*** Text passage
Breastfeeding Nutrition: What You Need to Know

breastfeeding nutrition

Your bundle of joy has finally arrived and the transition from pregnancy to motherhood is all-consuming in the best way possible. If your next chapter includes breastfeeding, you’re probably wondering what you should eat to make the journey a success for you and your infant.

Importance of a healthy diet

Getting enough nutrient-rich foods during this season of survival is key for both your recovery and baby’s start in life. Alexandra Paetow, registered dietitian nutritionist and owner of Thrive and Bloom Nutrition LLC, explains, “A healthy diet helps to ensure that the breast milk is rich in important nutrients that support optimal infant growth and development.” 

For moms, healthy eating directly affects postpartum recovery, energy levels, and hormone balance, Paetow says. “If a mom is not consuming enough [of certain nutrients] in the diet, her body will sacrifice its stores to preferentially provide it in the breast milk at expense to the mom. So having a nutrient-rich diet is extremely important to mom’s health. It prevents deficiencies and supports all of the energy intensive processes that she is experiencing after childbirth including wound healing, tissue repair, and milk production.”

Broad strokes of nursing nutrition

Paetow urges new moms not to stress about particular ingredients. Rather, they should focus on eating enough nutrient-dense foods with a balance of carbohydrates, protein, fat, and micronutrients. Nursing moms should also stick with their prenatal vitamin while potentially adding other supplements like vitamin D depending on individual needs.
******
*** Data shown
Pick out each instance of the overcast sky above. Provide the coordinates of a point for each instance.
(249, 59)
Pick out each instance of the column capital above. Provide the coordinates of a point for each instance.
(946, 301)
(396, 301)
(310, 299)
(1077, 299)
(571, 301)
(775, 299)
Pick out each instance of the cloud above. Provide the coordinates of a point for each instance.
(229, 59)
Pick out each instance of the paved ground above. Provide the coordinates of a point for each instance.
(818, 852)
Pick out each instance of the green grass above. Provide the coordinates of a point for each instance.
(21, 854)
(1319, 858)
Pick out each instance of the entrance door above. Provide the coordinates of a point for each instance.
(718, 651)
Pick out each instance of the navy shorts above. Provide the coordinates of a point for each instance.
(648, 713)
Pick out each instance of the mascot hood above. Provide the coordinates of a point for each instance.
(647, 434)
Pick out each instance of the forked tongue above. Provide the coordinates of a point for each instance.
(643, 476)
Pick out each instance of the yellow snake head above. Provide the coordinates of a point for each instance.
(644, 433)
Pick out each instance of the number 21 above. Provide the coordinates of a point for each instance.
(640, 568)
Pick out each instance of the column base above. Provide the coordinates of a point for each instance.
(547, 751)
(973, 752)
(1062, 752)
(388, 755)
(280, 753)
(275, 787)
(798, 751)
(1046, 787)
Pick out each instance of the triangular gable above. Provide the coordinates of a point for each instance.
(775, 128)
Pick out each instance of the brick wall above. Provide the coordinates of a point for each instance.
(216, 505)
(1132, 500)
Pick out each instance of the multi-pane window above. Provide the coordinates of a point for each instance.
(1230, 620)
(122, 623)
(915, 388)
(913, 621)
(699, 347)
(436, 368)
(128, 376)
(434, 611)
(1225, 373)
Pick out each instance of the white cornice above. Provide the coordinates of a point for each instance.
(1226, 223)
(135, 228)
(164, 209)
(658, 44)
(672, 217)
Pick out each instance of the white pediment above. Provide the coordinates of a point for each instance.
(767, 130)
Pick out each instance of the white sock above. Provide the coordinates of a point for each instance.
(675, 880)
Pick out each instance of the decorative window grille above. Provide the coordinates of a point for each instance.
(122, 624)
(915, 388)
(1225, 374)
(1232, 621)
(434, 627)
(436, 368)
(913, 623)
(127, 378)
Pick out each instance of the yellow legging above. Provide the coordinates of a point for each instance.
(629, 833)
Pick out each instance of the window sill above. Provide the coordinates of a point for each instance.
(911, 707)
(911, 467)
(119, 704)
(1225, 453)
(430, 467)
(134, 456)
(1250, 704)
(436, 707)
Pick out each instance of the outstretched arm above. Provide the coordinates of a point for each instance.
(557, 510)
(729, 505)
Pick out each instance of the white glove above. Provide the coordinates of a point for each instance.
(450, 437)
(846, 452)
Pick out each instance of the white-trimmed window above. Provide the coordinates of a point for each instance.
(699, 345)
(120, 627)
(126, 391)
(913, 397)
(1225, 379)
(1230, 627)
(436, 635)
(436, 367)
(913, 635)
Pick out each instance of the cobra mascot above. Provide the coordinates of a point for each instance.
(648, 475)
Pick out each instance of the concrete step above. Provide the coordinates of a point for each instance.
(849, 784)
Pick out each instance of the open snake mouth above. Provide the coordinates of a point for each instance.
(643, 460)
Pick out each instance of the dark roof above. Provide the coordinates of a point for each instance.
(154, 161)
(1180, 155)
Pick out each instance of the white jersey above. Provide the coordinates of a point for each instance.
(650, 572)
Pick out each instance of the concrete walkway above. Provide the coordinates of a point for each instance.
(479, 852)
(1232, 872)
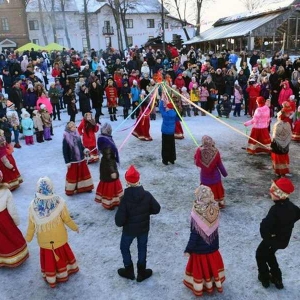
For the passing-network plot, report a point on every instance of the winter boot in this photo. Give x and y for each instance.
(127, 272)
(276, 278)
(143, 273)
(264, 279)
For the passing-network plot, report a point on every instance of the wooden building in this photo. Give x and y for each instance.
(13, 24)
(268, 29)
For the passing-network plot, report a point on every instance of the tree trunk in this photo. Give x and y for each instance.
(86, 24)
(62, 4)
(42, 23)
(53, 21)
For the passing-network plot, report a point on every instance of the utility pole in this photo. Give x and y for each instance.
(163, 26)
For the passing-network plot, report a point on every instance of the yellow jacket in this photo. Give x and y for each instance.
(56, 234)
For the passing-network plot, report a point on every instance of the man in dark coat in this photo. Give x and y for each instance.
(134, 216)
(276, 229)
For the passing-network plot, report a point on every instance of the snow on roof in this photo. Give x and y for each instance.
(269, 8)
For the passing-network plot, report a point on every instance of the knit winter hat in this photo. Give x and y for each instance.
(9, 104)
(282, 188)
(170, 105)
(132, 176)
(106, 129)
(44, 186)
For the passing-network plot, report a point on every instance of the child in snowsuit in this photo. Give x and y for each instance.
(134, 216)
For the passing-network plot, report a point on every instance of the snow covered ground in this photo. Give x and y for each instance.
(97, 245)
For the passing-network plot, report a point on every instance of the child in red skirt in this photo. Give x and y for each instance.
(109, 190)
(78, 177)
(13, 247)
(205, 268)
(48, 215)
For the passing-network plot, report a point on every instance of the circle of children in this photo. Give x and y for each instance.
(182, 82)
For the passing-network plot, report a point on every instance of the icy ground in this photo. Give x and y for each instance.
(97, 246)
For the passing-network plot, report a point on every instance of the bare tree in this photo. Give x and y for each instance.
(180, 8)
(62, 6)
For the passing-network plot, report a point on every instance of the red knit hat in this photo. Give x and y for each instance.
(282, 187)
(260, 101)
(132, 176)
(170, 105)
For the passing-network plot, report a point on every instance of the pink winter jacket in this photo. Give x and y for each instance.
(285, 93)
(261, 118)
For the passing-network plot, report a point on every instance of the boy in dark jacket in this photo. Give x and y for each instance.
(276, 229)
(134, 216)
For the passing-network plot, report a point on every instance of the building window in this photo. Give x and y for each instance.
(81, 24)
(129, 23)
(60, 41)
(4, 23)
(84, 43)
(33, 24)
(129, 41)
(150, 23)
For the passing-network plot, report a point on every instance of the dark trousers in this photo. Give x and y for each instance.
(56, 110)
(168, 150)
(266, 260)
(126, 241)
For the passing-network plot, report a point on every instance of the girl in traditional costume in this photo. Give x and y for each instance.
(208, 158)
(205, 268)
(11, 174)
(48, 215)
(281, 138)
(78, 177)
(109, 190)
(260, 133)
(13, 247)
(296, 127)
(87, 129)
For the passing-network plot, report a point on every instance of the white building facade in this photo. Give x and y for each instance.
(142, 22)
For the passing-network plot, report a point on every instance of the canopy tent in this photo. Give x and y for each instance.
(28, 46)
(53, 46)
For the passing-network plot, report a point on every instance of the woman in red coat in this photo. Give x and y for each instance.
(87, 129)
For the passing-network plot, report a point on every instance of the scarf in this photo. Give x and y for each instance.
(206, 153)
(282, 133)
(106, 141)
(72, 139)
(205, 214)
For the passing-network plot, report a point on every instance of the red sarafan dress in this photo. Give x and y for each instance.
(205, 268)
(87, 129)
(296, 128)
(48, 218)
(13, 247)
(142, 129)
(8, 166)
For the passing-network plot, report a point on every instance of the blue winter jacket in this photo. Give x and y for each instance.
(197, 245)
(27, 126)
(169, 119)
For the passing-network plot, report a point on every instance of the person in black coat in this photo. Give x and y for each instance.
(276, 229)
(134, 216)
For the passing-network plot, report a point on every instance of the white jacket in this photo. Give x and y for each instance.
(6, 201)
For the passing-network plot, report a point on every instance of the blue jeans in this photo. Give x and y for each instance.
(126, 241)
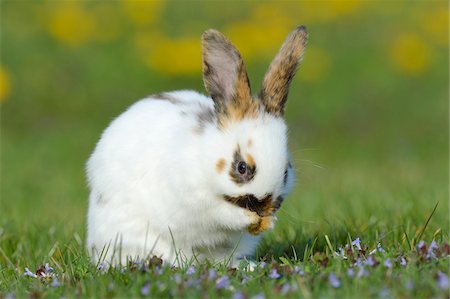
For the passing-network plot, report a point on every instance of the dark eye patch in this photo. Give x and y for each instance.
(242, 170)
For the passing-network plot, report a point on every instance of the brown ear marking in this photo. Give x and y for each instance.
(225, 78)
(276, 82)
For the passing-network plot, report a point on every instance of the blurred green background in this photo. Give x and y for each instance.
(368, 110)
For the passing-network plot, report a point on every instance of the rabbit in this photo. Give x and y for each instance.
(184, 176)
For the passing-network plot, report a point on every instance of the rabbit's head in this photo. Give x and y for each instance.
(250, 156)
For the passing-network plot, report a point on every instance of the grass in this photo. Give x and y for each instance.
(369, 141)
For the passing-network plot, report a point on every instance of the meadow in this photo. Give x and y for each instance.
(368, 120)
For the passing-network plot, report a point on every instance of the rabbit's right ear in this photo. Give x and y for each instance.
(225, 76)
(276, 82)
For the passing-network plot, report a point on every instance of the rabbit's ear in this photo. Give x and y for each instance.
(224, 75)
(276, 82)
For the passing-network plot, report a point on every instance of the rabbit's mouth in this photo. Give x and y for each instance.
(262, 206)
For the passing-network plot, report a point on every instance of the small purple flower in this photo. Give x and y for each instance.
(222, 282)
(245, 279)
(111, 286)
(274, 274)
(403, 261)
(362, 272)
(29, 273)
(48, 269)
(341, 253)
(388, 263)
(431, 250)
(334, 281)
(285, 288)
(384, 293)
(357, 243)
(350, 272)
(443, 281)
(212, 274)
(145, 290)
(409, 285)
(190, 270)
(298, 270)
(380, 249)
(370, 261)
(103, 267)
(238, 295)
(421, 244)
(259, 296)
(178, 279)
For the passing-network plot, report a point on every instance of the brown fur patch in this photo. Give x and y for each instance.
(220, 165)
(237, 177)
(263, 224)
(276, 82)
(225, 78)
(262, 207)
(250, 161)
******
*** Data shown
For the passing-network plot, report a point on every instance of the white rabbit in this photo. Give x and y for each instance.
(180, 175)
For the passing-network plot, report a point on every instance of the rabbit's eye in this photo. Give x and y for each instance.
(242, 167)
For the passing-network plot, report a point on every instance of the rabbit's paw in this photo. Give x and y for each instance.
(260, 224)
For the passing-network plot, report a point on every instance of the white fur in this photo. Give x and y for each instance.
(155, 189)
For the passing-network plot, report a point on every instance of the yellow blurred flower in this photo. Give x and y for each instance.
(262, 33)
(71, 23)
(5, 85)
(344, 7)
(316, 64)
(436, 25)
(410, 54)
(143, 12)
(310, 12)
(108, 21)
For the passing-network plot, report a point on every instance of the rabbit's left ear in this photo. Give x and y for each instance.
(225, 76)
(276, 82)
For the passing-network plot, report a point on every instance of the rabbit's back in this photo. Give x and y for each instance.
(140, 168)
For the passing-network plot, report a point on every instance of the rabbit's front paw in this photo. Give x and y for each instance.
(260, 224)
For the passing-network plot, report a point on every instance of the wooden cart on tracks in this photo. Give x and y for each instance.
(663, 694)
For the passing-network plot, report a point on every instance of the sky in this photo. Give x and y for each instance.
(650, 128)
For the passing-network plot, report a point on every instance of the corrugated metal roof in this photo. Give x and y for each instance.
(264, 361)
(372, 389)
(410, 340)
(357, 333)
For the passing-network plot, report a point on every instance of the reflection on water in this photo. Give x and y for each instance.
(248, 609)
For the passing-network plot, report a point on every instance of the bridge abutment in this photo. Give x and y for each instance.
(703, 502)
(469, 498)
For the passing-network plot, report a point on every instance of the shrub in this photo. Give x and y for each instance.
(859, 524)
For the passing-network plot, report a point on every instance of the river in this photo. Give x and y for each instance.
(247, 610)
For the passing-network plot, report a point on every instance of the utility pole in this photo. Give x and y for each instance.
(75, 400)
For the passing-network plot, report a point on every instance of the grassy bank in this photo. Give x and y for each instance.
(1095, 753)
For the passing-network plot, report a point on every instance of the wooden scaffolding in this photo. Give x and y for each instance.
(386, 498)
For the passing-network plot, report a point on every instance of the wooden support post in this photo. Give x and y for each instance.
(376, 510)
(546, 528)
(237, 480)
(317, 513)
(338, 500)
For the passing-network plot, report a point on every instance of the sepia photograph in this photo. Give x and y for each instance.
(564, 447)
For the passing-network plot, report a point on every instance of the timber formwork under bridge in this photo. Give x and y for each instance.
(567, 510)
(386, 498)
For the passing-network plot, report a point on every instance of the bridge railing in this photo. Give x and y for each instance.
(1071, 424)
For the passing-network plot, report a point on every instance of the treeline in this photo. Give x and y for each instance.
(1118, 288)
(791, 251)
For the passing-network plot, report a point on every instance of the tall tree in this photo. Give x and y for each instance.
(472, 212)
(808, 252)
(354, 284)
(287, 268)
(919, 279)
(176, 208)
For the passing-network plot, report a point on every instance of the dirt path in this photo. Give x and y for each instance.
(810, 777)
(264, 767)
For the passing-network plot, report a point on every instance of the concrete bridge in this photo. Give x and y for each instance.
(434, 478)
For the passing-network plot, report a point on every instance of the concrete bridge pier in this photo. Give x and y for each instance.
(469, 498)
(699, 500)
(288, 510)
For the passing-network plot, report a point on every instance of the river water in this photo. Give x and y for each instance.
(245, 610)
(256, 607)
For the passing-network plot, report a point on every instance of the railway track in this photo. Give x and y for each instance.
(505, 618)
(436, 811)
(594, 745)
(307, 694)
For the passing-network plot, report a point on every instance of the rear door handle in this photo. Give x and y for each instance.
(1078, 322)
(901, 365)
******
— Task prompt —
Write the next part of the breastfeeding nutrition article, picking up right after its final sentence.

— Reply —
It’s important to hydrate while breastfeeding since you lose fluid through your breast milk. In addition to quenching your thirst with water, Paetow recommends eating water-rich foods like broth, watermelon, citrus, cucumbers, and bell peppers to help increase your fluid intake.

What’s On the Menu

  • Protein and veggie-rich soup in bone broth
  • Greek yogurt parfait with nuts and berries
  • Avocado toast topped with eggs

Did you know?

Babies can experience strong flavors like garlic and carrots through breast milk. Breastfeeding is a great way to introduce your newborn to new tastes, hopefully helping them accept a variety of foods once it’s time to move to solids.

The enticing world of galactagogues

Many moms know that milk production can be very fickle. That’s why it’s tempting to dive headfirst into the world of galactagogues the minute your latest pumping session produces less than what your baby needs. There is no solid scientific (but plenty of anecdotal) evidence to show the effectiveness of galactagogues like fenugreek, oats, milk thistle, etc, on increasing your supply.

Instead, Paetow suggests, “The best way to increase milk supply is to continue to remove milk from the breast through nursing or pumping to prompt the body to produce more.” For those seriously concerned about their supply, reaching out to an IBCLC is crucial to identifying any issues.


a substance, often an herb or food, that stimulates milk production.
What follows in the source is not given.